§ **INSTRUCTION**
Print every line of the records below verbatim, with no changes.

Excerpts from a point labeling dataset:
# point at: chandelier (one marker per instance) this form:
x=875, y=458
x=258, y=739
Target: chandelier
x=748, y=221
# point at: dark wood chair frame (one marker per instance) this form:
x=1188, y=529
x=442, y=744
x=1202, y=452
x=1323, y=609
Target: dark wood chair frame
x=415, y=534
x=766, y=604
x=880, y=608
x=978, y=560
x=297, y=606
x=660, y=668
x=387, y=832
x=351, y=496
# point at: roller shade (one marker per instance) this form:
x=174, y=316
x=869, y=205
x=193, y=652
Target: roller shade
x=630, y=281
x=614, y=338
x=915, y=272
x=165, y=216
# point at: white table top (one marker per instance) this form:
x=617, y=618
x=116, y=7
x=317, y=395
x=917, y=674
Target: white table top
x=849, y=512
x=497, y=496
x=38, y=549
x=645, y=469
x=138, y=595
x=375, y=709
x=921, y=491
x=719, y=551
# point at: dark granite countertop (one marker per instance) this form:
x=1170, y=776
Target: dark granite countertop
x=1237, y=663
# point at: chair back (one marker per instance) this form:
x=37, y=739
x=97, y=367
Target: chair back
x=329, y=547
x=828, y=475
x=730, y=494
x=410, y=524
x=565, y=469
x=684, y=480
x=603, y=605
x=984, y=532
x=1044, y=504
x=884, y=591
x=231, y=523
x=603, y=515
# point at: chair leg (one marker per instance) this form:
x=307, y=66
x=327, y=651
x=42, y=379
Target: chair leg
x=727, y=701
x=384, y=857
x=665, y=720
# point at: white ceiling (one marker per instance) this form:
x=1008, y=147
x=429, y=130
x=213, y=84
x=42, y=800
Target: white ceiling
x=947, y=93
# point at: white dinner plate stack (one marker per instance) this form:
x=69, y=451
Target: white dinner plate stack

§ **RESULT OF THIS EXERCISE**
# point at: chandelier (one marker per instance) this form:
x=875, y=458
x=258, y=739
Target: chandelier
x=748, y=221
# point at: dark wood chair frame (one marker per instance) this form:
x=1188, y=529
x=442, y=744
x=1202, y=452
x=1323, y=609
Target: dark wood chair frame
x=415, y=534
x=766, y=604
x=880, y=608
x=978, y=560
x=297, y=606
x=660, y=668
x=387, y=832
x=351, y=496
# point at: roller shade (one marker per instance) this form:
x=174, y=316
x=869, y=205
x=193, y=652
Target: roller shade
x=630, y=281
x=614, y=338
x=915, y=272
x=165, y=216
# point at: white table top (one marker per instance) this form:
x=617, y=618
x=116, y=7
x=317, y=395
x=917, y=674
Target: white table top
x=849, y=512
x=497, y=496
x=38, y=549
x=645, y=469
x=138, y=595
x=375, y=709
x=921, y=491
x=719, y=551
# point at: dark granite countertop (one marker per instance) this form:
x=1170, y=776
Target: dark granite countertop
x=1237, y=663
# point at: chair back (one marker per instance) this form:
x=37, y=739
x=97, y=367
Target: chair back
x=329, y=547
x=828, y=475
x=730, y=494
x=410, y=524
x=565, y=469
x=684, y=480
x=603, y=605
x=984, y=532
x=1044, y=504
x=884, y=591
x=231, y=523
x=603, y=515
# point at: chair leg (one marker per instance) this form:
x=307, y=66
x=327, y=651
x=42, y=379
Target: chair leg
x=727, y=701
x=384, y=857
x=665, y=720
# point at: white ceiling (one marker per instance) this form:
x=1008, y=147
x=429, y=130
x=213, y=84
x=42, y=800
Target: white ceiling
x=947, y=93
# point at: white dinner plate stack (one marker per instance) this form:
x=69, y=451
Target: white dinner plate stack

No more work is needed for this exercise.